WHAT IS ASKED:
(1) From the essay about husbands and divorce, list the things that, according to the third reaction, men go to work to pay for.
(2) In the essay about husbands and divorce, why does the writer disagree with the second reaction? Answer in one to three sentences.
(3) Go on with the essay about husbands and divorce, starting after its last sentence.

#### EXTRACTED TEXT

There are three common reactions to my ‘An Open Letter to Shitty Husbands’ series, and I hate two of them.

Reaction 1: “Atta boy! Good for you for owning up to your part in the divorce and trying to help others.”

I agree because it’s true. I accept praise for my efforts to accept responsibility for the mistakes I’ve made. Mistakes without consequence rarely teach us anything useful.

Reaction 2: “You take on too much, Matt! It takes two to tango! It’s not all your fault! Stop being so hard on yourself!”

I disagree with that one because I’m not being hard on myself. I’m telling you the truth: If I had behaved daily—in good times and in bad—as a husband must to love his wife and thoughtfully tend to his marriage, there’s no way I would be divorced right now, and my son would have both parents at home, which I think is a big deal. Exactly zero people benefit in life from pointing fingers and casting blame for their life circumstances.

Reaction 3 (always from men): “This is bullshit! No matter how hard we work, or what we sacrifice, it’s never good enough! We go to work to pay for their house and their car and their hair and their nails and their jewelry! We give them everything we have! We make them orgasm in bed! And then when we want to have a drink with our buddies or play golf or watch a ballgame, we’re somehow failing them because they’re not getting enough attention? So you’re saying we just have to do whatever they want all the time, or we’re shitty husbands? Fuck them. Fuck that. Fuck you.”

The problem with this is that it rings true for many men. I think most husbands—justified or not— feel this way at times in their relationships.

No, I’m Not Saying ‘Do Whatever They Want’

Some people seem to think I’m telling husbands to submit to their wives’ demands. Let’s deal with that for a second:

Your wife should not be DEMANDING anything from you in your marriage except for you to respect and abide by her personal boundaries. All other “demands” are totally inappropriate.

If you got married without knowing your wife’s personal boundaries, it should come as little surprise that your marriage is shitty and unpleasant. You promised a lifetime to someone you didn’t actually know, and before you were intellectually or emotionally mature enough to make the promise.

If a husband or wife wants to bark orders at one another in their bedroom while they engage in mutually agreed-upon sexual role play, I assume that might build trust and intimacy, and prove good for the marriage in the long term.

########
#### DATASET CONTENT

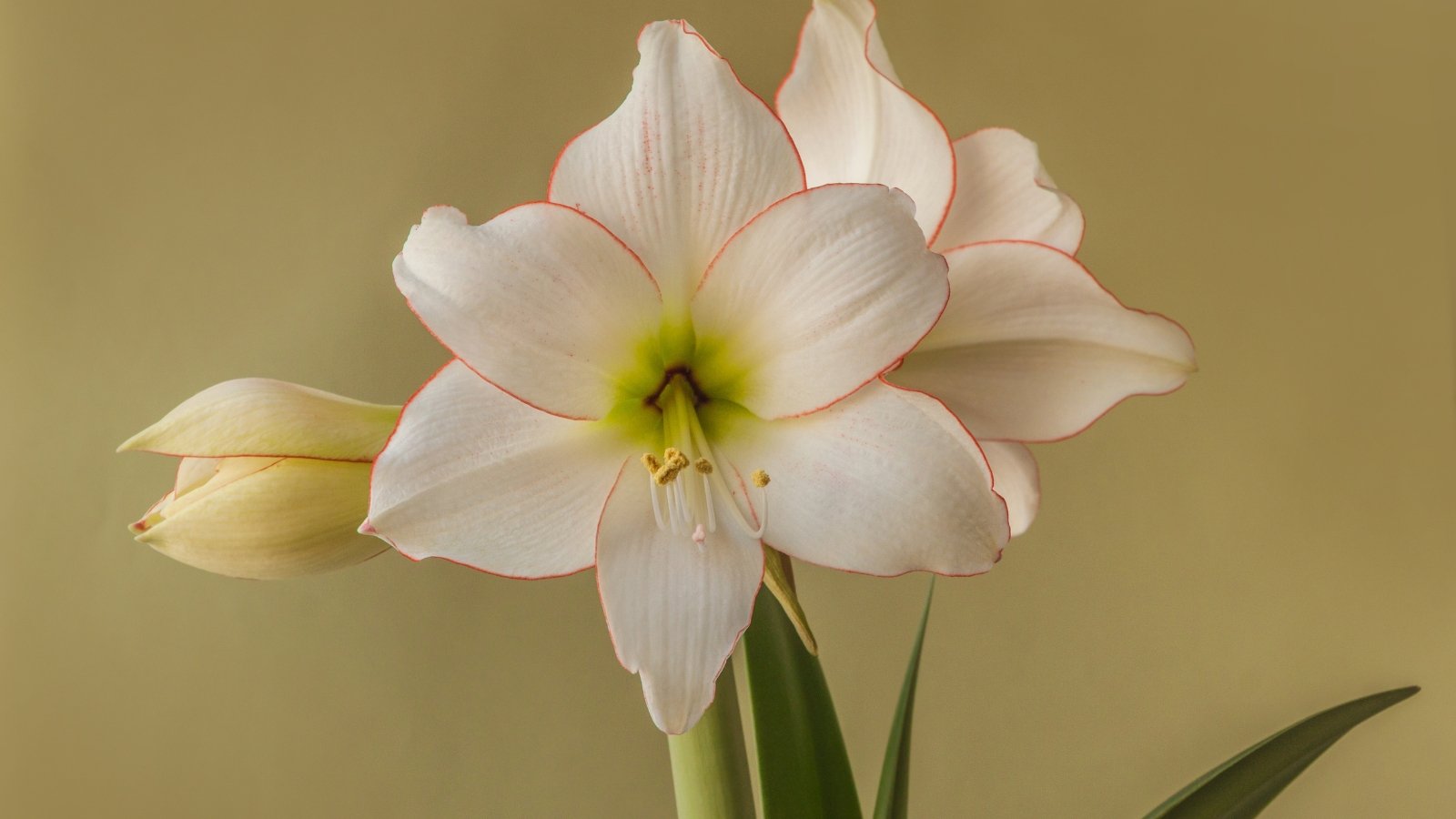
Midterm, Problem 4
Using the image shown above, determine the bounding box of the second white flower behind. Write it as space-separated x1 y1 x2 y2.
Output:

########

ANSWERS BELOW:
(1) Their house, their car, their hair, their nails, and their jewelry.

(2) He says he isn't being hard on himself but telling the truth. If he had behaved every day, in good times and bad, as a husband must to love his wife and tend to his marriage, he would not be divorced, and his son would have both parents at home.

(3)
But any man or woman who acts like a tyrant, making commands and abusing partners (physically, verbally or emotionally) when they don’t obey them? They can eat dicks.

So many people find themselves in relationships that aren’t partnerships, but constant power struggles as one partner jockeys for position and authority over the other.

“I work harder!”

“I make more money!”

“I’m the man of the house!”

“This household would fall apart if it wasn’t for me!”

Marriage can’t be like a business partnership where one partner owns 70% of the company, and the other owns 30%. The person with the majority share ALWAYS has final say. It makes sense for a wife or husband investing heavily in their marriage while the other doesn’t to feel like their opinions should carry more weight.

In marriage, both partners need to be fully vested in the union. Most people think of it as a 50-50 partnership. But my mom said something to me once, and I knew right away it was true: In a marriage, 50% isn’t enough. Only 100% is. Successful marriages happen when two people both give 100% to the other. Not meeting halfway, but going all the way to one another. A 100-100 partnership.

Give More Than You Take

According to Adam Grant’s business book Give and Take: Why Helping Others Drives Our Success, there are three styles of interpersonal dealing:

Takers – They intentionally take more than they give. Self-oriented.

Matchers – They give and take proportionally to what they are given, and their willingness to give is conditional. Others-oriented when it will benefit them to do so because it will help them.

Givers – They always give more than they take. Others-oriented.

All three styles can be successful in the business world, though “taking” will earn you little goodwill.

Through anecdotal evidence backed by mountains of research, Grant concludes that being a giver yields the greatest business success (but also writes about under what conditions giving is a failing strategy).

I think it applies to every transaction we have in our lives. At work. In our spiritual lives. With our friends.

First we give. Then life gives back.

Our emotions are insanely powerful.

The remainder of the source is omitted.